What the task asks
Give back every record exactly as it reads.

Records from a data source

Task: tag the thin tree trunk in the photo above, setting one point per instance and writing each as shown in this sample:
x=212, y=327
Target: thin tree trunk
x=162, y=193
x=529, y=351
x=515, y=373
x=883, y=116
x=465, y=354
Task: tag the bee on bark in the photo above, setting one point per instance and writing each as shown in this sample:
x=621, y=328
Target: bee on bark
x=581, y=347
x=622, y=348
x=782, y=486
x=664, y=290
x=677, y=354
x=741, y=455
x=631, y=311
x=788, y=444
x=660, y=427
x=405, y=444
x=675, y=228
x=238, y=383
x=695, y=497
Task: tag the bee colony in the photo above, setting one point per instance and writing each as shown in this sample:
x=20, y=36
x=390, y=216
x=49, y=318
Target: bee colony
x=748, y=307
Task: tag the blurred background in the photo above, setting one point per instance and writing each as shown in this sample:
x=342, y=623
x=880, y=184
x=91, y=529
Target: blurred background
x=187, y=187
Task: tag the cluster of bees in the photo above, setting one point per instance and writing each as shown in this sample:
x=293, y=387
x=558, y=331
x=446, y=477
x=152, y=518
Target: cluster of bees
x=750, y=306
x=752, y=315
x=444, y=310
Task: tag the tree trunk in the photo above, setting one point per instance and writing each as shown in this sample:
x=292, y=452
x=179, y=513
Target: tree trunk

Answer box
Task: tag the thin tree trunk in the photo above, setting one point per instance and writing each as shown in this sample:
x=212, y=327
Target: thin tree trunk
x=162, y=193
x=529, y=351
x=515, y=373
x=883, y=116
x=465, y=354
Task: tag the bee on bark in the photo above, setting one point per instance and writing each as shown in this sample:
x=621, y=328
Target: bee on bark
x=581, y=347
x=622, y=348
x=782, y=486
x=664, y=290
x=677, y=354
x=741, y=455
x=631, y=311
x=788, y=444
x=660, y=427
x=405, y=444
x=675, y=228
x=238, y=383
x=695, y=497
Task: tag the bee colony in the photo above, setting one point per instance and writing each as shown in this sample:
x=20, y=36
x=390, y=216
x=49, y=318
Target: bee colony
x=748, y=307
Task: tag the blurred background in the photo above, setting one point per instance and writing each as shown in this sample:
x=342, y=623
x=880, y=184
x=91, y=529
Target: blurred background
x=187, y=187
Task: tag the cluster of bees in the photo above, setting one point per instance and writing each as shown in this sample:
x=293, y=387
x=558, y=331
x=446, y=477
x=152, y=518
Target: cluster of bees
x=750, y=306
x=752, y=315
x=444, y=310
Task: tag the tree trunk in the photo above, setting one point per instance and writing each as shown in this sample:
x=292, y=452
x=179, y=513
Target: tree trunk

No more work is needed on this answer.